◆ TASK DETAILS ◆
Exclude all pictures, then restate the entries below word for word.
+++
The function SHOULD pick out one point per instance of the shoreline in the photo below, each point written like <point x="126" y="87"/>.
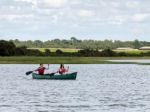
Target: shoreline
<point x="70" y="60"/>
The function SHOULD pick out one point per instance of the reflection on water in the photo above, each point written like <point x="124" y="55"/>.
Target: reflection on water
<point x="137" y="61"/>
<point x="98" y="88"/>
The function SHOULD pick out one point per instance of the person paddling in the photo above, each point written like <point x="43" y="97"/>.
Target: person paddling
<point x="62" y="69"/>
<point x="42" y="69"/>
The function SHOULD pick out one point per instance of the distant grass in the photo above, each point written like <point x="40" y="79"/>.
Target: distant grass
<point x="54" y="49"/>
<point x="66" y="60"/>
<point x="133" y="51"/>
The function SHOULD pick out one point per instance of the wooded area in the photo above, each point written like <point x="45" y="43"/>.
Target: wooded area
<point x="81" y="44"/>
<point x="8" y="48"/>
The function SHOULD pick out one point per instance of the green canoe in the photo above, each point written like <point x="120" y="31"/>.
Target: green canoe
<point x="68" y="76"/>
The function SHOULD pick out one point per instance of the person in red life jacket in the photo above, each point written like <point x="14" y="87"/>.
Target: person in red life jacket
<point x="62" y="69"/>
<point x="42" y="69"/>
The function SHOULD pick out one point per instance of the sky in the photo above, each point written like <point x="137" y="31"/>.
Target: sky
<point x="83" y="19"/>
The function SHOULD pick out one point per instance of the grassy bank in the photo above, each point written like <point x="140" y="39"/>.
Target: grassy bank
<point x="66" y="60"/>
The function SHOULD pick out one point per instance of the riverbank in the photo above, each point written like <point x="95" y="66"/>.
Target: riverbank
<point x="69" y="60"/>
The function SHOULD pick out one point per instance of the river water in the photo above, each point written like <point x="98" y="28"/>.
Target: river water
<point x="98" y="88"/>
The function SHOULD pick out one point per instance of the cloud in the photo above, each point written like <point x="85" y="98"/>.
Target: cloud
<point x="85" y="13"/>
<point x="51" y="3"/>
<point x="141" y="17"/>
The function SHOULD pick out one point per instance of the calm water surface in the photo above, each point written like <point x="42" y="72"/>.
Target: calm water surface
<point x="98" y="88"/>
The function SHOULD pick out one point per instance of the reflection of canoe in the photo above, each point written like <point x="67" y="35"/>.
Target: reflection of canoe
<point x="68" y="76"/>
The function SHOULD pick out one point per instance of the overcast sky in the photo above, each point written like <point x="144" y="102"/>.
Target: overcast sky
<point x="83" y="19"/>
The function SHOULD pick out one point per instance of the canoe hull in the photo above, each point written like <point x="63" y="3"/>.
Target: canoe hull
<point x="69" y="76"/>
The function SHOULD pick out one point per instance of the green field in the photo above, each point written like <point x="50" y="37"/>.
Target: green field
<point x="66" y="60"/>
<point x="54" y="49"/>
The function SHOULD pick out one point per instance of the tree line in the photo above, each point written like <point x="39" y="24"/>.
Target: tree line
<point x="80" y="44"/>
<point x="8" y="48"/>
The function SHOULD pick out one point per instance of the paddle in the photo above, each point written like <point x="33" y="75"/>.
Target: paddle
<point x="29" y="72"/>
<point x="52" y="74"/>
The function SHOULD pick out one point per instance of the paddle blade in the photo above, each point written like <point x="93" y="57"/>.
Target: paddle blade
<point x="29" y="72"/>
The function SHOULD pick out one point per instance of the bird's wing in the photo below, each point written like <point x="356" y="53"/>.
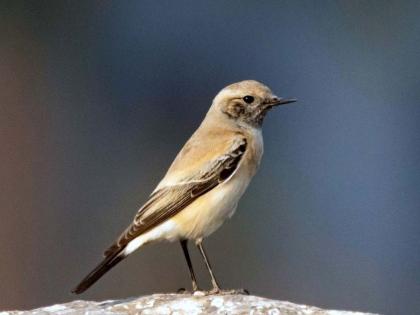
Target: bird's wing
<point x="166" y="201"/>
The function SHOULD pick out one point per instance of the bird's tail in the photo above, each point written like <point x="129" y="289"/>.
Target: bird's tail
<point x="109" y="261"/>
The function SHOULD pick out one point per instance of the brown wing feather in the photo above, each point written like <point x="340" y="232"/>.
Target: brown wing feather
<point x="168" y="201"/>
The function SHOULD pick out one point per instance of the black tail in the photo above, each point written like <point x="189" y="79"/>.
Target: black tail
<point x="110" y="261"/>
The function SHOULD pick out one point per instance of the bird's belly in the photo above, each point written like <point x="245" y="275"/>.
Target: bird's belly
<point x="207" y="213"/>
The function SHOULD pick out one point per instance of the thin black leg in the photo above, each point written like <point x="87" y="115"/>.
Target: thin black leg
<point x="184" y="245"/>
<point x="216" y="287"/>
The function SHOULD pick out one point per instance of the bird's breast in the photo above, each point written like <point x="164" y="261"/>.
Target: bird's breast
<point x="208" y="212"/>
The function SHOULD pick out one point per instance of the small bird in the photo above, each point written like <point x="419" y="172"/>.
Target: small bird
<point x="203" y="185"/>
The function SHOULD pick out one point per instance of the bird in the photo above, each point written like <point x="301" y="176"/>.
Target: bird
<point x="203" y="185"/>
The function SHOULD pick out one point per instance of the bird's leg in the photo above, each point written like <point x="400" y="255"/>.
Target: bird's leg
<point x="216" y="288"/>
<point x="184" y="245"/>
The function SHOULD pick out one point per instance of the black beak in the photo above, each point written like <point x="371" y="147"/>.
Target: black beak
<point x="279" y="101"/>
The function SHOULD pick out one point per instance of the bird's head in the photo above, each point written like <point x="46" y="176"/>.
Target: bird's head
<point x="247" y="102"/>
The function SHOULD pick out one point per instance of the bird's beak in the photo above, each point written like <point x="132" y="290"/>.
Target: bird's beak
<point x="277" y="101"/>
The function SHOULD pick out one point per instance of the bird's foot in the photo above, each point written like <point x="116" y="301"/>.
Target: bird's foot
<point x="218" y="291"/>
<point x="193" y="292"/>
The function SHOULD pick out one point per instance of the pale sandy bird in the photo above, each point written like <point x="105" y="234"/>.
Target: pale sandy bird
<point x="203" y="185"/>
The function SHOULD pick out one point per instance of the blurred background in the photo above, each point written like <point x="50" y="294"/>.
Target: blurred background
<point x="97" y="97"/>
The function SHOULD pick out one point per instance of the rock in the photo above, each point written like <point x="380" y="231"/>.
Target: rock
<point x="179" y="304"/>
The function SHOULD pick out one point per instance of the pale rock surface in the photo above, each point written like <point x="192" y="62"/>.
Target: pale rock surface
<point x="180" y="304"/>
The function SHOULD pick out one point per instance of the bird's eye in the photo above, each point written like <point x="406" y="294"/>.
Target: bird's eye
<point x="248" y="99"/>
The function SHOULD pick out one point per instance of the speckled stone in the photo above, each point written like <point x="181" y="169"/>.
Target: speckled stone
<point x="180" y="304"/>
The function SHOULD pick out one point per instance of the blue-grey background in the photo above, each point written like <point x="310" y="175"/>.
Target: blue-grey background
<point x="97" y="97"/>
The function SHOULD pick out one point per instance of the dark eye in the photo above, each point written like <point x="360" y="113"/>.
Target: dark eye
<point x="248" y="99"/>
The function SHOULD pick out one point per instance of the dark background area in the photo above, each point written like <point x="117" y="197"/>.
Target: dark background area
<point x="97" y="97"/>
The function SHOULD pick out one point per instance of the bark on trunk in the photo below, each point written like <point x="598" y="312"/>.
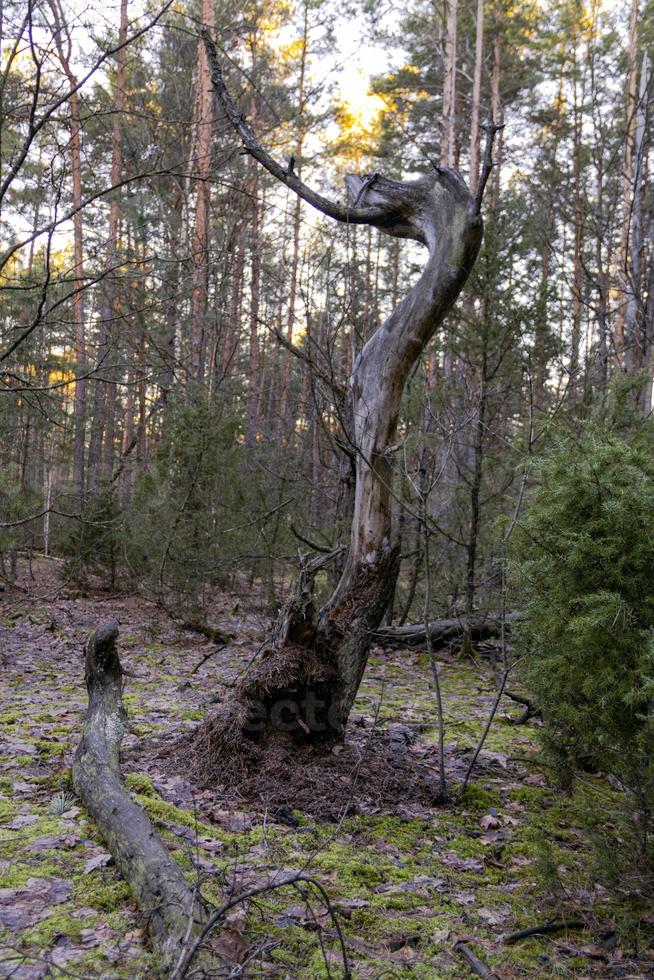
+++
◆ RESPONSE TO THE EXERCISE ◆
The function SHOULD pick out one point per instance of the shoreline in the photo below, each point written like <point x="126" y="87"/>.
Target: shoreline
<point x="70" y="60"/>
The function SHOULD pick out one point per instance of the reflection on water in the photo above, each point written like <point x="124" y="55"/>.
Target: reflection on water
<point x="137" y="61"/>
<point x="98" y="88"/>
The function SHOULD pick out one point per instance of the person paddling in the photo above, each point written like <point x="43" y="97"/>.
Target: person paddling
<point x="62" y="69"/>
<point x="42" y="69"/>
The function SHOULD pick out one point per instance of the distant grass in the photo above, each point written like <point x="40" y="79"/>.
Target: distant grass
<point x="54" y="49"/>
<point x="66" y="60"/>
<point x="133" y="51"/>
The function SHOULD pick out one point per instance of the wooded area in the photo above, each point written like <point x="45" y="43"/>.
Target: wooded area
<point x="81" y="44"/>
<point x="8" y="48"/>
The function SHOULD pick out one point per instance of the green canoe in the photo above, each point written like <point x="120" y="31"/>.
Target: green canoe
<point x="68" y="76"/>
The function SHOULD pick out one point per instance of the person in red life jacket in the photo above, each point written like <point x="14" y="87"/>.
Target: person in red life jacket
<point x="62" y="69"/>
<point x="42" y="69"/>
The function SHOULD pick out one point per instance of the sky in the photo above, each point written like <point x="137" y="31"/>.
Target: sky
<point x="83" y="19"/>
The function SHOULD pick out one point per instance of the grassy bank in the photo above, each point written like <point x="140" y="39"/>.
Target: grassy bank
<point x="66" y="60"/>
The function SHOULD pick out one point per instance of the riverbank in the photo above, each point written like <point x="95" y="66"/>.
Target: riverbank
<point x="69" y="60"/>
The function SHOULD pick out one point per instance of the river water in the photo above, each point written like <point x="98" y="28"/>.
Target: river water
<point x="98" y="88"/>
The function SHOULD pick out one point per instance of the cloud in the photo above, each point written like <point x="85" y="98"/>.
Target: cloud
<point x="85" y="13"/>
<point x="51" y="3"/>
<point x="141" y="17"/>
The function SHOULD pick out one point per instance of the calm water surface in the photo above, each point written like <point x="42" y="72"/>.
Target: calm water surface
<point x="98" y="88"/>
The function SHOULD pick out one point per instance of the reflection of canoe in the photo above, each point written like <point x="67" y="35"/>.
Target: reflection of canoe
<point x="68" y="76"/>
The function SHOULD pick out one point per instance of the overcast sky in the photo above, each point written like <point x="144" y="102"/>.
Target: overcast sky
<point x="83" y="19"/>
The function SHOULD pick out one point per instance of the canoe hull in the photo above, each point written like <point x="63" y="3"/>.
Target: canoe hull
<point x="69" y="76"/>
The function SHOULD pick out one point per instance of the green field in the photo above, each point written like <point x="50" y="37"/>.
Target: green field
<point x="66" y="60"/>
<point x="54" y="49"/>
The function SHOULD pick out one point per instance of the tree line in the photo above, each point written like <point x="39" y="24"/>.
Target: tree line
<point x="80" y="44"/>
<point x="8" y="48"/>
The function SHOULD pick out one point per instance of the paddle in the photo above, each point written like <point x="33" y="75"/>.
Target: paddle
<point x="29" y="72"/>
<point x="52" y="74"/>
The function SHOULD pick out one point per instance of the paddle blade in the photo above, each point written like <point x="93" y="57"/>.
Target: paddle blade
<point x="29" y="72"/>
The function SHOULD pick out one point per instance of the bird's wing in the photo below, each point written like <point x="356" y="53"/>.
Target: bird's wing
<point x="166" y="201"/>
The function SHOULD pick out one point per instance of the bird's tail in the photo above, each point written like <point x="129" y="289"/>.
Target: bird's tail
<point x="109" y="261"/>
The function SHOULD pick out one point per instance of the brown wing feather in the photo above, each point written like <point x="340" y="232"/>.
Target: brown wing feather
<point x="168" y="201"/>
The function SHOULD pick out one point per instance of the black tail in the photo above, each point written like <point x="189" y="79"/>.
Target: black tail
<point x="110" y="261"/>
The function SHOULD pick out one point per instance of the bird's belly in the photo above, each point written like <point x="245" y="275"/>.
Target: bird's belly
<point x="207" y="213"/>
The function SHOULD pick out one point per instance of the thin black leg in the photo above, each point written like <point x="87" y="115"/>.
Target: thin black leg
<point x="184" y="245"/>
<point x="216" y="287"/>
The function SHOULD pick out one point per instance of the bird's breast in the photo above, each point written like <point x="164" y="261"/>.
Target: bird's breast
<point x="208" y="212"/>
The function SHOULD pick out one point per instance of the small bird in the photo above, each point written like <point x="419" y="172"/>.
Target: small bird
<point x="203" y="185"/>
The function SHOULD pick out one point per instance of the bird in the photo above, each point written like <point x="301" y="176"/>.
Target: bird
<point x="203" y="185"/>
The function SHOULD pick out one point per instance of the bird's leg in the photo above, each point written like <point x="400" y="255"/>.
Target: bird's leg
<point x="216" y="288"/>
<point x="184" y="245"/>
The function SHOULD pick out one point per instance of the black beak in the photo above, each point written like <point x="371" y="147"/>.
Target: black beak
<point x="279" y="101"/>
The function SHOULD pick out one point per instance of the bird's head in the photo above, each point written like <point x="46" y="176"/>.
Target: bird's head
<point x="247" y="102"/>
The function SHOULD pick out one point per instance of the bird's beak in the photo above, each point written like <point x="132" y="290"/>.
Target: bird's beak
<point x="277" y="101"/>
The function SHOULD pick out one point per instance of the bird's foot in the photo above, each point written like <point x="116" y="301"/>.
Target: bird's foot
<point x="218" y="291"/>
<point x="193" y="292"/>
The function SHOULD pick out one point per instance of the pale sandy bird in the photo above, each point written like <point x="105" y="234"/>.
Target: pale sandy bird
<point x="203" y="185"/>
The function SHOULD pick out one point per instance of the blurred background in the photo above, each point written like <point x="50" y="294"/>.
Target: blurred background
<point x="97" y="97"/>
The function SHOULD pick out one point per instance of the rock in the photo above, each point written like <point x="380" y="231"/>.
Target: rock
<point x="179" y="304"/>
The function SHOULD pick out one point per instance of the pale rock surface in the photo above, each point written like <point x="192" y="62"/>.
Target: pale rock surface
<point x="180" y="304"/>
The function SHOULD pick out one point per instance of the bird's eye in the photo above, each point written like <point x="406" y="294"/>.
Target: bird's eye
<point x="248" y="99"/>
The function SHOULD pick out one point per instance of the speckled stone in the photo above, each point written like <point x="181" y="169"/>.
Target: speckled stone
<point x="180" y="304"/>
The function SHOULD pick out one point per instance of the blue-grey background in the photo above, each point written like <point x="310" y="175"/>.
Target: blue-grey background
<point x="97" y="97"/>
The function SHOULD pick out one point per instance of the dark eye in the photo above, each point written like <point x="360" y="113"/>.
Target: dark eye
<point x="248" y="99"/>
The function SHOULD pick out one point per instance of the dark background area in the photo above, each point written like <point x="117" y="197"/>.
Target: dark background area
<point x="97" y="97"/>
The function SHOULD pick out one point per instance of the bark on trunk in the photo below, each point written like <point x="598" y="312"/>.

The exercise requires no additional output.